*** PAGE EXTRACT Section Begins ***

Unread postby NobodySpecial » 19 October 2021, 01:54

It is your life, and you have to live it as you see fit because you and only you live with the consequences -- both good and bad.

From my standpoint, I don't quite follow you. If you look over all your posts, I see mixed feelings.. Sometimes it sounds like he is a wonderful person, other times a bit selfish. I myself am a top, but I cannot function because of my own ED. However that doesn't change my orientation. I still crave a manly, muscular, hairy bottom man. I did so even before I had sex -- I found myself staring at such men's behinds. I have no craving for cock. HOWEVER, I very much love a man, and because of that, I love what is attached to him. Again, it is about loving the man -- not the cock. So when you say your partner didn't even want to touch your cock because he ia a "total" top. That sounds so odd. However, likewise, from your standpoint, I cannot understand you not enjoying his attempt to please you by rimming. Sure you have to clean yourself out to make sure there is no sh^&*(t involved, but I would think it would move your heart to think he is trying to please you.

*** PAGE EXTRACT Section Ends ***
*** RECORDS SUPPLIED Section Begins ***

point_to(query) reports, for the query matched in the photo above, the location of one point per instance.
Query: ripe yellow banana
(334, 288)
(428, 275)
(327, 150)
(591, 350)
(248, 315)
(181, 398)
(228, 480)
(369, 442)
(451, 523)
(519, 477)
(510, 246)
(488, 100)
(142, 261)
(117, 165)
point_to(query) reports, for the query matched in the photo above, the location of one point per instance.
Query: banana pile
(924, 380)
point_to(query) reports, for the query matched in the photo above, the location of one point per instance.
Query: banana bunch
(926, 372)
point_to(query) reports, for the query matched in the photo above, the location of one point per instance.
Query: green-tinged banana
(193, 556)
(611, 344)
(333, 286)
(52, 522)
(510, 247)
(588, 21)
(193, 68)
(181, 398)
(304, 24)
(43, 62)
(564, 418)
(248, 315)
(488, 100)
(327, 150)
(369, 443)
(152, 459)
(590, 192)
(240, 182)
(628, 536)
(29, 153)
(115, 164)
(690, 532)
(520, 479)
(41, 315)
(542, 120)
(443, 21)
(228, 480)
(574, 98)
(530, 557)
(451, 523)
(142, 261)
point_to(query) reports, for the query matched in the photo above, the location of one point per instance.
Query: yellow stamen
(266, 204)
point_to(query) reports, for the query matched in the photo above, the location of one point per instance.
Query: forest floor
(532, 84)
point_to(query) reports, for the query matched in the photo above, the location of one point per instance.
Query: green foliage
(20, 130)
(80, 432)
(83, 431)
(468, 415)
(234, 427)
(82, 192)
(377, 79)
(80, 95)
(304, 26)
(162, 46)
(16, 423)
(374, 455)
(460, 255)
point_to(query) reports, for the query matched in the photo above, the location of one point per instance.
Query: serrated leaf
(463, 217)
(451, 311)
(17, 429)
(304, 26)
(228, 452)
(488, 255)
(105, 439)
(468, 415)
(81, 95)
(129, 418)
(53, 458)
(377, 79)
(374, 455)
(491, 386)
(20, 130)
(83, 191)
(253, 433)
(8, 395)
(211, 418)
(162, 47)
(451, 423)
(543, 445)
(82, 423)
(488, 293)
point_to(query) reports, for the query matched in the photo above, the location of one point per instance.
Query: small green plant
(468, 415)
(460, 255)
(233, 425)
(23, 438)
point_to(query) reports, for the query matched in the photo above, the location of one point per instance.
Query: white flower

*** RECORDS SUPPLIED Section Ends ***

• [REQUIREMENT]
Repeat word for word the stretch of the forum post from "Unread postby NobodySpecial" through "good and bad.". The listing is separate material with no connection to the forum post.

• [SOLUTION BELOW]
Unread postby NobodySpecial » 19 October 2021, 01:54

It is your life, and you have to live it as you see fit because you and only you live with the consequences -- both good and bad.